__Instruction__. Rewrite the lines of all the items below as a single numbered list, skipping any blank lines.

__Data records__.
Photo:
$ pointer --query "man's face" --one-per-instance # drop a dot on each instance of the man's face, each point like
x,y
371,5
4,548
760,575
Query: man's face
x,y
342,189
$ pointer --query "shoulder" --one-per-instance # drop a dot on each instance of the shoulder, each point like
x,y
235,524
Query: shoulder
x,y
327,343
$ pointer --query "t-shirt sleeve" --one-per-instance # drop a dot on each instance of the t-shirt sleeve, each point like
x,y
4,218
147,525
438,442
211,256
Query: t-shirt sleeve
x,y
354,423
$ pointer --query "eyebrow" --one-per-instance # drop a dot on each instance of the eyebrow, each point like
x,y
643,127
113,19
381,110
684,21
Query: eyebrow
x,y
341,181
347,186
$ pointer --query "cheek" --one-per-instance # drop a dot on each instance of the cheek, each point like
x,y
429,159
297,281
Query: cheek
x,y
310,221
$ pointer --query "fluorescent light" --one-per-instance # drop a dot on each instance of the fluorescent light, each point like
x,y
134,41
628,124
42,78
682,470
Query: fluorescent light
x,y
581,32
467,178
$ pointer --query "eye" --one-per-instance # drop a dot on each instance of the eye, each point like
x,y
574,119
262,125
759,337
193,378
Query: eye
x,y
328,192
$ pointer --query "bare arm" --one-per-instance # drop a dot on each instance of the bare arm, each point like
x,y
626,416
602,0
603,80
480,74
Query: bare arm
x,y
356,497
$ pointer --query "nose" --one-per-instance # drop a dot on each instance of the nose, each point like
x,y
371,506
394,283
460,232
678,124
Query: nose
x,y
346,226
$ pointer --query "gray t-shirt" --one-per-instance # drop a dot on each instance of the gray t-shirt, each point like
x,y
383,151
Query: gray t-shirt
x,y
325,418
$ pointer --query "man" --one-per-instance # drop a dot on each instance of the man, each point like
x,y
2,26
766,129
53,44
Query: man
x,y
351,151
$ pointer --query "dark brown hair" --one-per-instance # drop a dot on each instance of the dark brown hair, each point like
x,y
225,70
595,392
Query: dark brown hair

__Result of this exercise__.
1. Photo:
2. $ pointer --query "man's face" --one-per-instance # drop a dot on each instance of the man's face, each point like
3. x,y
4. 371,5
5. 4,548
6. 760,575
7. Query: man's face
8. x,y
9. 342,189
10. $ pointer --query "shoulder" --one-per-instance # drop a dot on each instance of the shoulder, each point like
11. x,y
12. 235,524
13. Query: shoulder
14. x,y
15. 327,343
16. $ pointer --query "t-shirt sleeve" --one-per-instance # drop a dot on each instance of the t-shirt sleeve, each point like
17. x,y
18. 4,218
19. 147,525
20. 438,442
21. 211,256
22. Query: t-shirt sleeve
23. x,y
24. 354,423
25. $ pointer --query "eyebrow" --one-per-instance # drop a dot on each instance of the eyebrow, each point like
26. x,y
27. 643,127
28. 113,19
29. 381,110
30. 684,21
31. Query: eyebrow
32. x,y
33. 341,181
34. 347,186
35. $ pointer --query "cheek" --one-per-instance # drop a dot on each instance of the cheek, each point like
36. x,y
37. 429,159
38. 297,281
39. Query: cheek
40. x,y
41. 310,221
42. $ pointer --query "fluorescent light" --one-per-instance # drop a dot on each instance of the fluorescent light, each point like
43. x,y
44. 134,41
45. 628,124
46. 42,78
47. 682,470
48. Query: fluorescent light
49. x,y
50. 581,32
51. 467,178
52. $ pointer --query "eye" --one-per-instance # drop a dot on each instance of the eye, each point like
53. x,y
54. 574,119
55. 262,125
56. 759,337
57. 193,378
58. Query: eye
59. x,y
60. 328,192
61. $ pointer --query "bare arm" --one-per-instance # drop a dot on each instance of the bare arm, each point like
62. x,y
63. 626,416
64. 602,0
65. 603,80
66. 480,74
67. Query: bare arm
68. x,y
69. 356,497
70. $ pointer --query "nose" --one-per-instance # drop a dot on each instance of the nose, each point like
71. x,y
72. 371,506
73. 394,283
74. 460,232
75. 678,124
76. Query: nose
77. x,y
78. 346,226
79. $ pointer --query "gray t-shirt" --one-per-instance # drop a dot on each instance of the gray t-shirt, each point like
80. x,y
81. 383,151
82. Query: gray t-shirt
83. x,y
84. 325,418
85. $ pointer --query "man" --one-per-instance # drop a dot on each instance of the man, each point like
86. x,y
87. 2,26
88. 766,129
89. 53,44
90. Query: man
91. x,y
92. 351,151
93. $ pointer --query "dark brown hair" --one-per-instance # drop a dot on each instance of the dark brown hair, each point like
94. x,y
95. 225,70
96. 595,392
97. Query: dark brown hair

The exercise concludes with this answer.